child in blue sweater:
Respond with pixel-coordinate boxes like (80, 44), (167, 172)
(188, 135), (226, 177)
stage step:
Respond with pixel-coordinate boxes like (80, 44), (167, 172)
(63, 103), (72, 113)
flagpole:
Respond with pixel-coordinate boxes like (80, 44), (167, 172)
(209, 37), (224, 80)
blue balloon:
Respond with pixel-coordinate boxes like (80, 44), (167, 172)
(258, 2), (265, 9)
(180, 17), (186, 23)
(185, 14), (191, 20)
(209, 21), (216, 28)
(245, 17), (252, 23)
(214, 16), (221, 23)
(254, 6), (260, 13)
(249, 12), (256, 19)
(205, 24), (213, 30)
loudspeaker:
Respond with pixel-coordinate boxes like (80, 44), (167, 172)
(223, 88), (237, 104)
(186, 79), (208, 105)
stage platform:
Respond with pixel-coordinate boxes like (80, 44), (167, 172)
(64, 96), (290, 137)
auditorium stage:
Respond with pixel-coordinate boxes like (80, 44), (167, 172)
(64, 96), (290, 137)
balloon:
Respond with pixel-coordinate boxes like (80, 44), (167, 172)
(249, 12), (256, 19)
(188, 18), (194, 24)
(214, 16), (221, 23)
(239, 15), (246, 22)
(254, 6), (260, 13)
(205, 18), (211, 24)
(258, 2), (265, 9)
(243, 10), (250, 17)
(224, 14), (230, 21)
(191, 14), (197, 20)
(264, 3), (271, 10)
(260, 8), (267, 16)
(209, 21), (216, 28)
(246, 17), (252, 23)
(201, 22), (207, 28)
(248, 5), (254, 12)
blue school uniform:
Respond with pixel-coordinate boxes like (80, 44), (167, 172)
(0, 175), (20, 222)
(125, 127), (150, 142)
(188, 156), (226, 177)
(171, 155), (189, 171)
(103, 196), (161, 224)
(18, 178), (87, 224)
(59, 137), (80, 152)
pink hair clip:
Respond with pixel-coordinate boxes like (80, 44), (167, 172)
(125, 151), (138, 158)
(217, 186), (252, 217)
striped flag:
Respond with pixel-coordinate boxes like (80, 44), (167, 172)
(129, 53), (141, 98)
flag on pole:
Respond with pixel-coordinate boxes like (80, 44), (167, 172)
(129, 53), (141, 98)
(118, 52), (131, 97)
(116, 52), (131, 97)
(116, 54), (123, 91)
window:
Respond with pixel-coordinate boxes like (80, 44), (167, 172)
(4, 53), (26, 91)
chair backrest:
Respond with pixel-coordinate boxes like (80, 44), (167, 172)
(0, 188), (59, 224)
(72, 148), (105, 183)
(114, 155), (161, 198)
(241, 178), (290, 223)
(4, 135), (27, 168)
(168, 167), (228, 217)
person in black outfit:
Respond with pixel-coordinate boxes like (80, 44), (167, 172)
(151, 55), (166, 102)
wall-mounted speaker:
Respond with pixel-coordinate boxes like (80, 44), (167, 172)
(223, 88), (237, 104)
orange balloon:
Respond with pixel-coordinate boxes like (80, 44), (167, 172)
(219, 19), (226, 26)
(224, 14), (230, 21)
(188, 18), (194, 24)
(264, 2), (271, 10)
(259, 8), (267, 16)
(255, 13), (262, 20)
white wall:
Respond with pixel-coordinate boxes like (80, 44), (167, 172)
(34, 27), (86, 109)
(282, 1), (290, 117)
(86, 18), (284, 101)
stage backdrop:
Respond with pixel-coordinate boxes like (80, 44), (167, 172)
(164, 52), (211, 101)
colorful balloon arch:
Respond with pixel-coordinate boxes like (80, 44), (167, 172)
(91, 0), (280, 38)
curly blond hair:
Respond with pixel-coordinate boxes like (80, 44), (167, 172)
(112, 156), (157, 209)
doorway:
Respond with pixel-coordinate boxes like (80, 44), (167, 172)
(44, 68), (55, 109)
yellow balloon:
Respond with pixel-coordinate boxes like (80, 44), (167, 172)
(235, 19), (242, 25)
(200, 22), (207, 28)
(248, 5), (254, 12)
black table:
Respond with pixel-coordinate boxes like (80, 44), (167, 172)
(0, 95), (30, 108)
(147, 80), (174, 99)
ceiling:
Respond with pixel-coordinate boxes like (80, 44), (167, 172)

◇ ◇ ◇ ◇

Task prompt.
Rewrite every item above as a numbered list, and leave out any blank lines.

In response.
1. child in blue sweater:
2. Respond with pixel-coordinate boxes like (80, 44), (167, 172)
3. (188, 135), (226, 177)
4. stage step:
5. Respond with pixel-coordinate boxes like (80, 44), (167, 172)
6. (63, 103), (72, 113)
7. flagpole:
8. Respond with pixel-coordinate boxes like (80, 44), (167, 172)
9. (209, 37), (224, 80)
10. blue balloon:
11. Respond with pixel-coordinate boxes like (80, 44), (167, 172)
12. (258, 2), (265, 9)
13. (180, 17), (186, 23)
14. (185, 14), (191, 20)
15. (209, 21), (216, 28)
16. (245, 17), (252, 23)
17. (214, 16), (221, 23)
18. (254, 6), (260, 13)
19. (249, 12), (256, 19)
20. (205, 24), (213, 30)
21. loudspeaker:
22. Respond with pixel-coordinate boxes like (80, 44), (167, 172)
23. (223, 88), (237, 104)
24. (186, 79), (208, 105)
25. stage platform:
26. Respond with pixel-coordinate boxes like (80, 44), (167, 172)
27. (64, 96), (290, 137)
28. auditorium stage:
29. Respond with pixel-coordinate boxes like (80, 44), (167, 172)
30. (64, 96), (290, 137)
31. balloon:
32. Respond with pixel-coordinate boxes like (80, 44), (167, 172)
33. (249, 12), (256, 19)
34. (188, 18), (194, 24)
35. (214, 16), (221, 23)
36. (239, 15), (246, 22)
37. (254, 6), (260, 13)
38. (205, 18), (211, 24)
39. (258, 2), (265, 9)
40. (243, 10), (250, 17)
41. (224, 14), (230, 21)
42. (191, 14), (197, 20)
43. (264, 3), (271, 10)
44. (260, 8), (267, 16)
45. (209, 21), (216, 28)
46. (246, 17), (252, 23)
47. (201, 22), (207, 28)
48. (248, 5), (254, 12)
49. blue school uniform:
50. Respond with pixel-coordinate boxes like (80, 44), (167, 172)
51. (0, 175), (20, 222)
52. (125, 127), (150, 142)
53. (188, 156), (226, 177)
54. (171, 155), (189, 171)
55. (103, 196), (161, 224)
56. (18, 178), (87, 224)
57. (59, 137), (80, 152)
58. pink hair clip:
59. Respond with pixel-coordinate boxes like (80, 44), (167, 172)
60. (125, 151), (138, 158)
61. (217, 186), (252, 217)
62. striped flag:
63. Respond with pixel-coordinate boxes like (80, 44), (167, 172)
64. (129, 53), (141, 98)
65. flag on pole:
66. Respond with pixel-coordinate boxes like (80, 44), (167, 172)
67. (129, 53), (141, 98)
68. (118, 52), (131, 97)
69. (116, 52), (131, 97)
70. (116, 54), (123, 91)
71. window:
72. Respond with pixel-coordinate boxes like (80, 44), (167, 172)
73. (4, 53), (26, 91)
74. chair backrest:
75. Respond with pixel-coordinate boxes like (80, 44), (167, 172)
76. (0, 188), (59, 224)
77. (72, 148), (105, 183)
78. (114, 155), (161, 198)
79. (241, 178), (290, 223)
80. (4, 135), (27, 168)
81. (168, 167), (228, 217)
82. person in black outfit:
83. Respond with pixel-coordinate boxes like (80, 44), (167, 172)
84. (151, 55), (166, 102)
85. wall-mounted speaker:
86. Respond with pixel-coordinate boxes like (80, 44), (167, 172)
87. (223, 88), (237, 104)
88. orange balloon:
89. Respond with pixel-coordinate boxes like (80, 44), (167, 172)
90. (219, 19), (226, 26)
91. (224, 14), (230, 21)
92. (188, 18), (194, 24)
93. (264, 2), (271, 10)
94. (259, 8), (267, 16)
95. (255, 13), (262, 20)
96. white wall:
97. Respond with pixel-coordinate boxes like (80, 44), (167, 172)
98. (34, 27), (86, 109)
99. (282, 1), (290, 117)
100. (86, 18), (284, 101)
101. stage backdrop:
102. Respond with pixel-coordinate boxes like (80, 44), (167, 172)
103. (164, 52), (211, 101)
104. colorful balloon arch:
105. Respond with pixel-coordinate boxes like (80, 44), (167, 172)
106. (91, 0), (280, 38)
107. curly blond hair:
108. Respond with pixel-coordinate boxes like (80, 44), (167, 172)
109. (112, 156), (157, 209)
110. doorway:
111. Respond with pixel-coordinate boxes like (80, 44), (167, 172)
112. (44, 68), (55, 109)
113. yellow balloon:
114. Respond with pixel-coordinate boxes like (80, 44), (167, 172)
115. (235, 19), (242, 25)
116. (200, 22), (207, 28)
117. (248, 5), (254, 12)
118. black table:
119. Respond with pixel-coordinate boxes like (80, 44), (167, 172)
120. (0, 95), (30, 108)
121. (147, 80), (174, 99)
122. ceiling:
123. Respond with pixel-coordinate boxes like (80, 44), (167, 172)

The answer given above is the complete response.